#### [MATERIAL SUPPLIED]
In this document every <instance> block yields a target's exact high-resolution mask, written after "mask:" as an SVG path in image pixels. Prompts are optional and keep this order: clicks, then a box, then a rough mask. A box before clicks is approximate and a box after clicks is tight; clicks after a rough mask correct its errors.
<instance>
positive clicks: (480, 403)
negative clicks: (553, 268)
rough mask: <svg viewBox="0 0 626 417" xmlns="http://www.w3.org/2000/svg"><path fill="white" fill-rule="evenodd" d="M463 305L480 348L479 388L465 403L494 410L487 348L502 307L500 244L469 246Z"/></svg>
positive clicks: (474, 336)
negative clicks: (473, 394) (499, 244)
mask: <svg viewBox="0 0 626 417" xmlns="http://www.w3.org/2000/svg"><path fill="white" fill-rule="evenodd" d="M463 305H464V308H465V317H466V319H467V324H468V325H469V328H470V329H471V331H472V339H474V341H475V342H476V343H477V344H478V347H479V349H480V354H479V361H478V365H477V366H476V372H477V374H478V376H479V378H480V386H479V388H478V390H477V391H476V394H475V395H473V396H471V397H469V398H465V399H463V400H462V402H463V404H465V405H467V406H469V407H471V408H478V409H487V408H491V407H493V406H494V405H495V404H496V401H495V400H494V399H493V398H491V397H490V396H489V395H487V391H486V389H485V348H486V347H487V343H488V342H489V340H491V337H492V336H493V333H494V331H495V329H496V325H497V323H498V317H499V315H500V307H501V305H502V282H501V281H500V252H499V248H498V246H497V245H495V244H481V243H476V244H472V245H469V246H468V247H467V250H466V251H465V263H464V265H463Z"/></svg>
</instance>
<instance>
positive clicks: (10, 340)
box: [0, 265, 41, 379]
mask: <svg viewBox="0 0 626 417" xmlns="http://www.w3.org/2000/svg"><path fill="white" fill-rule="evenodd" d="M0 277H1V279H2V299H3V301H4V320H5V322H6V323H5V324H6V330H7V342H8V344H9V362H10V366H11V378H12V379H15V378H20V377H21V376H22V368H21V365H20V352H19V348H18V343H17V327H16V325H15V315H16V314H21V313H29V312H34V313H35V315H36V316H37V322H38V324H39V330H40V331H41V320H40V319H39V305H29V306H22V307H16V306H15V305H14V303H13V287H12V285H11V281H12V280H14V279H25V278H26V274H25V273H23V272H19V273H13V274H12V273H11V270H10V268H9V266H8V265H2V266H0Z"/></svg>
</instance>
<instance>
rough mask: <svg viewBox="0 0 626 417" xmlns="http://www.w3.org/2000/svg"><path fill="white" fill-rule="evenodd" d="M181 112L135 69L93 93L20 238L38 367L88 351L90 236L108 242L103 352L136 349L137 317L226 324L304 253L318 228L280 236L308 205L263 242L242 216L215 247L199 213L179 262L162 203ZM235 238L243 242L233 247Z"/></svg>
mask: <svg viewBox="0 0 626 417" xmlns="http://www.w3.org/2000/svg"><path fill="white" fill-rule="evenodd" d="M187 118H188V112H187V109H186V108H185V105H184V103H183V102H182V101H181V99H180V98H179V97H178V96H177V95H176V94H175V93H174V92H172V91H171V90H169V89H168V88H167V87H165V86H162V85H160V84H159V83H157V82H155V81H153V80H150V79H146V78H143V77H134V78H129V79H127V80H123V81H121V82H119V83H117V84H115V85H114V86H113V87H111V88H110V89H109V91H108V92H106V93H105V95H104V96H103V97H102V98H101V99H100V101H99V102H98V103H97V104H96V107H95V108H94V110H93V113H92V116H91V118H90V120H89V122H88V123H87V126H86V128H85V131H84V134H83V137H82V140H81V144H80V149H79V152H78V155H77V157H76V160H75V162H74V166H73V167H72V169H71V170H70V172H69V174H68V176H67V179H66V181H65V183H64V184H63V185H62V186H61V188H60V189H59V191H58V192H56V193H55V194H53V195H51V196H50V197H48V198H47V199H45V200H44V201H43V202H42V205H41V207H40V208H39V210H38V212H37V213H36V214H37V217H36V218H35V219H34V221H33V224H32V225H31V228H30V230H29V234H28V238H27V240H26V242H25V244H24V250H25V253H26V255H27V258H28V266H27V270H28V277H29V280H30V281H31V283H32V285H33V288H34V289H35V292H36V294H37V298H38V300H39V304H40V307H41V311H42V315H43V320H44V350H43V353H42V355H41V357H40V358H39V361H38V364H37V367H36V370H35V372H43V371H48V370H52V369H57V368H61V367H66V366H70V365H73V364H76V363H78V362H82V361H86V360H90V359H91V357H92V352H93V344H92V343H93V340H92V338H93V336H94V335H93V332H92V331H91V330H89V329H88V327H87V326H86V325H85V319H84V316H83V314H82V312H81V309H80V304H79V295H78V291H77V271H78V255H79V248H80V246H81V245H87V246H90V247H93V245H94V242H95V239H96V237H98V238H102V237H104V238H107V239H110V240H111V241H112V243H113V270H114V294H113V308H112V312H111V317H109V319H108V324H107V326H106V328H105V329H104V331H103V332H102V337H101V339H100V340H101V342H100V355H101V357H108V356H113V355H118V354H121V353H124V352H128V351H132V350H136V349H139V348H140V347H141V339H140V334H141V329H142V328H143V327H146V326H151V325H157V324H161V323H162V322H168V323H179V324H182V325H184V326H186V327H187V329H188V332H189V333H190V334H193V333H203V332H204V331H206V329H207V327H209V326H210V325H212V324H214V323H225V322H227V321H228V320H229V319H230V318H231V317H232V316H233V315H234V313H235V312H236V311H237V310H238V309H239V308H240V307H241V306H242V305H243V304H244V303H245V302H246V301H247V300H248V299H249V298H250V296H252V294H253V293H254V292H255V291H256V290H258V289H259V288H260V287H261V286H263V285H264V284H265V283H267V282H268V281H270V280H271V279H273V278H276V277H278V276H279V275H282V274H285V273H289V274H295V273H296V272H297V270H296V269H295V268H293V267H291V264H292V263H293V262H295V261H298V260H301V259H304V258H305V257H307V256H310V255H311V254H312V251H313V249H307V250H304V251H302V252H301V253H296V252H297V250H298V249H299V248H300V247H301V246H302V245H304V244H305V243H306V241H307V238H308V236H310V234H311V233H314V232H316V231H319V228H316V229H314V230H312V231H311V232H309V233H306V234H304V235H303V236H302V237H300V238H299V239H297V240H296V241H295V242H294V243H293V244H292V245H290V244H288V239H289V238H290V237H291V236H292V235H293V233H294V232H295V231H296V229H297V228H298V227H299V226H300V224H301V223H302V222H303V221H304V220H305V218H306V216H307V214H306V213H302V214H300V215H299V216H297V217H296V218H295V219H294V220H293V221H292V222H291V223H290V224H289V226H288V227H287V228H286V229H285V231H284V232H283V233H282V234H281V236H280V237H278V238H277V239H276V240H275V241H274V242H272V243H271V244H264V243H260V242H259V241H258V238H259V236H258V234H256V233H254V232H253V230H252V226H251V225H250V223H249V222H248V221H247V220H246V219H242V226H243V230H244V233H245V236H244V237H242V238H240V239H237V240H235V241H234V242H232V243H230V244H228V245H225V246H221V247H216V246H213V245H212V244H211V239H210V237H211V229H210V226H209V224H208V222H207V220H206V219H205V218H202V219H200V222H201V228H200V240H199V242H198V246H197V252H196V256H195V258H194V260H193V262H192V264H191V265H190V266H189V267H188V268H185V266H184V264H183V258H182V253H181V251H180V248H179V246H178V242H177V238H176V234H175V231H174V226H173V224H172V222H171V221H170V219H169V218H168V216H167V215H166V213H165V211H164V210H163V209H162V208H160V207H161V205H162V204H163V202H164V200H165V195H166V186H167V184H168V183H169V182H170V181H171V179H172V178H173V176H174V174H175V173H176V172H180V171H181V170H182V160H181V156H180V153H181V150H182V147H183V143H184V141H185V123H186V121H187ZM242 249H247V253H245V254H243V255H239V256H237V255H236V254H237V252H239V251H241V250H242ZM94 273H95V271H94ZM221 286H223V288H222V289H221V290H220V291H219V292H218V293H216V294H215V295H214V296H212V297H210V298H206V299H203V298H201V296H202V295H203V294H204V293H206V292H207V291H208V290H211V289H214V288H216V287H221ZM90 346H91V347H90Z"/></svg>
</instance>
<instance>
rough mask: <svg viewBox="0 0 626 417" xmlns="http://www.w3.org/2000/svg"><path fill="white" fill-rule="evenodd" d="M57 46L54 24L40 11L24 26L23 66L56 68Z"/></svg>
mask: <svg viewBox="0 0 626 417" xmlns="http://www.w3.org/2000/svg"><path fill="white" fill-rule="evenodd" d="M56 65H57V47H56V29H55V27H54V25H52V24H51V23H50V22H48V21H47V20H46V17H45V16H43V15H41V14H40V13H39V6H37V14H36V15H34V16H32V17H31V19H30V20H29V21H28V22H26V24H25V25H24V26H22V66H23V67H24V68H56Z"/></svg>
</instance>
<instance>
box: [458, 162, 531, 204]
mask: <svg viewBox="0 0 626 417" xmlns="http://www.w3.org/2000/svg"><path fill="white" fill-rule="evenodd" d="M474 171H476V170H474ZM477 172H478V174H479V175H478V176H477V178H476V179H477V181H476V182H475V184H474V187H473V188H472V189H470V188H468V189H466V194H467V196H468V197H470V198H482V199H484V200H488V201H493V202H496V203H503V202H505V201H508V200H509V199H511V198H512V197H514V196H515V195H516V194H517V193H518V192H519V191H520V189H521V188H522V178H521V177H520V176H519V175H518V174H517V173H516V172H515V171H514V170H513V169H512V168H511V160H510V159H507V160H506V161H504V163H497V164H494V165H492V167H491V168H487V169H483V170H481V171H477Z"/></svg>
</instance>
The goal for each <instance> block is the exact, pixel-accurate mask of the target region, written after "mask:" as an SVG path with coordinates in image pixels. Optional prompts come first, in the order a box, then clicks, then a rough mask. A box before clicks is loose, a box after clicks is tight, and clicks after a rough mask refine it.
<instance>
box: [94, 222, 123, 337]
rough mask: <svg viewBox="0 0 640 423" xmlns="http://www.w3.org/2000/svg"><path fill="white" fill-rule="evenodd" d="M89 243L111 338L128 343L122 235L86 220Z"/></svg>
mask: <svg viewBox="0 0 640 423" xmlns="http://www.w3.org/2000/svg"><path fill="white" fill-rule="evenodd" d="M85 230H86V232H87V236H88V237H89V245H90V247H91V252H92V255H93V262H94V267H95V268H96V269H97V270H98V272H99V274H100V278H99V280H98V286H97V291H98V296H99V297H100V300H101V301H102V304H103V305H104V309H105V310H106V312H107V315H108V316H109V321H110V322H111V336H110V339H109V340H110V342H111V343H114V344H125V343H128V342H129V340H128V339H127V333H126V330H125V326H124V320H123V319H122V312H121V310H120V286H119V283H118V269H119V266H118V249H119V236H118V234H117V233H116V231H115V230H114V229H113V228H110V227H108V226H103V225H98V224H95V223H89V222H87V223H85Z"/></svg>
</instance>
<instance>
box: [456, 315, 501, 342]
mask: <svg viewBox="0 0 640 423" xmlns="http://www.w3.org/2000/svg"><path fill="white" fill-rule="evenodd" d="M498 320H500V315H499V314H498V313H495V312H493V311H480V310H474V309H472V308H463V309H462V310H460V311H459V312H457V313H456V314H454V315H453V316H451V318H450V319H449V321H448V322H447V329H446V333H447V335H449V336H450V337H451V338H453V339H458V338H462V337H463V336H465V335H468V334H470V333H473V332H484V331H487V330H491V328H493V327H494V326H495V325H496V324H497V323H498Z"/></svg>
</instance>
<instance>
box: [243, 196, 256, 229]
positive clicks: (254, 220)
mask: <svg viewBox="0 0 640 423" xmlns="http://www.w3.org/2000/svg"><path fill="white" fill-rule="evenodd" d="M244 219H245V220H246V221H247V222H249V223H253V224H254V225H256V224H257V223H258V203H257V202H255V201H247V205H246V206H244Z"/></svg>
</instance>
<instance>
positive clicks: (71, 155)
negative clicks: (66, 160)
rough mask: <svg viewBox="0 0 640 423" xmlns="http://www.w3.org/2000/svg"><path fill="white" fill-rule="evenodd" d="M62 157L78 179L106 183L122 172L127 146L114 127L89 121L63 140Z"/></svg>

#### [WHAT YOU WILL DO]
Filter the records above for lines with "written".

#### [TASK RESULT]
In this document every <instance> block yields a target's exact high-resolution mask, written after "mask:" as an SVG path in image pixels. Prompts are optional and keep this order: clicks, then a box, then a rough mask. A box before clicks is approximate and a box after clicks is tight; clicks after a rough mask correct its errors.
The goal for each <instance> block is the exact, pixel-accurate mask of the target region, written after "mask:" as an SVG path with coordinates in image pixels. Optional prompts come first, in the order a box, then clicks, then a rough mask. A box before clicks is loose, a box after clicks is tight, and clicks after a rough mask refine it.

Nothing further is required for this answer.